TRAVAIL DEMANDÉ –
1. Reprenez le passage de la conférence sur les limites de l'art qui commence par les mots contenant « Si je viens » et finit par « à des peintres. », et changez-y « causerie » en « conférence ».
2. Dans la conférence sur les limites de l'art, en quoi consiste la hardiesse dont parle le premier paragraphe ?

EXTRAIT DE PAGE –
LES LIMITES DE L’ART
CONFÉRENCE
PETITE COLLECTION DE L’ERMITAGE
XXIX, RUE BOISSIÈRE, PARIS

MCMI


À Maurice Denis




Mesdames et Messieurs[1],



Si je viens vous parler ici des limites de l’art, ce n’est point, soyez-en d’avance convaincus, que j’aie quelque prétention à les reculer ou à les rapprocher, fut-ce durant le temps de cette causerie ; et si le titre que j’y ai laissé donner paraît un peu bien général, ma hardiesse, je vous l’affirme, n’est pourtant point d’avoir choisi ce titre : elle est de parler à des peintres.


Nous ne sommes plus au temps où quelques échappés de l’atelier de Rouault pouvaient redire avec Gautier le : « ut pictura poësis » d’Horace ; mais si les littérateurs d’aujourd’hui ont compris le danger, le non-sens tout au moins, de prétendre se servir de sa plume comme d’un pinceau, les peintres n’ont pas moins bien compris de leur côté que le « ut poësis pictura » serait pour eux théorie plus funeste encore. Littérature et peinture se sont heureusement désalliées, et je ne viens pas ici pour m’en plaindre ; au contraire. Il est d’avance bien reconnu que je n’entends rien à votre métier et que vous n’entendez rien au mien. Vous cultivez votre jardin, nous le nôtre ; nous voisinons un peu parfois ; — c’est tout.

DONNÉES AFFICHÉES –

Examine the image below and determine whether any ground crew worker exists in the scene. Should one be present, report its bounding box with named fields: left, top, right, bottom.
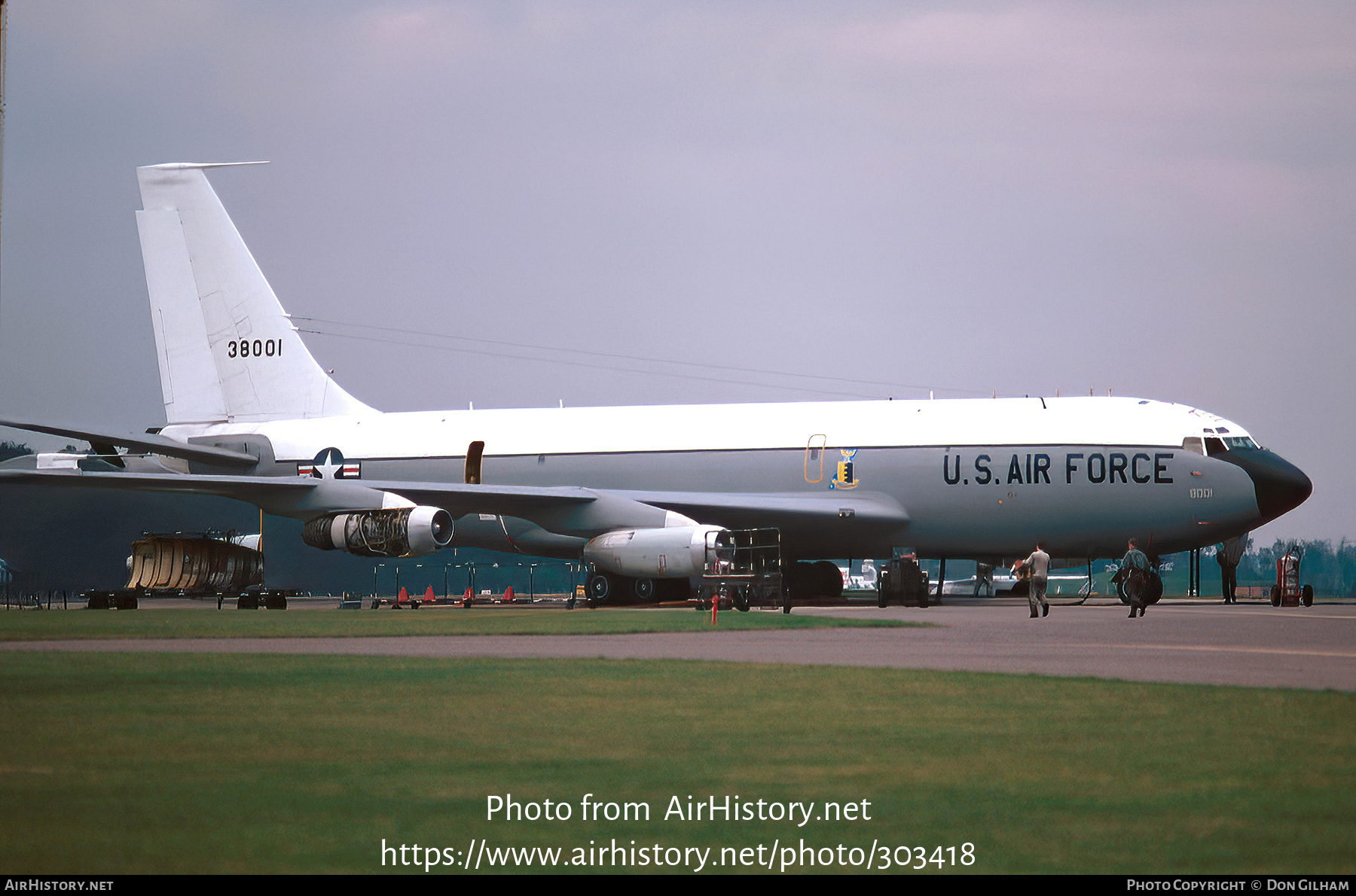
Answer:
left=1013, top=541, right=1049, bottom=620
left=1215, top=537, right=1248, bottom=603
left=1119, top=538, right=1149, bottom=620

RÉSULTATS FINAUX –
1.
Si je viens vous parler ici des limites de l’art, ce n’est point, soyez-en d’avance convaincus, que j’aie quelque prétention à les reculer ou à les rapprocher, fut-ce durant le temps de cette conférence ; et si le titre que j’y ai laissé donner paraît un peu bien général, ma hardiesse, je vous l’affirme, n’est pourtant point d’avoir choisi ce titre : elle est de parler à des peintres.

2. Elle consiste à parler à des peintres.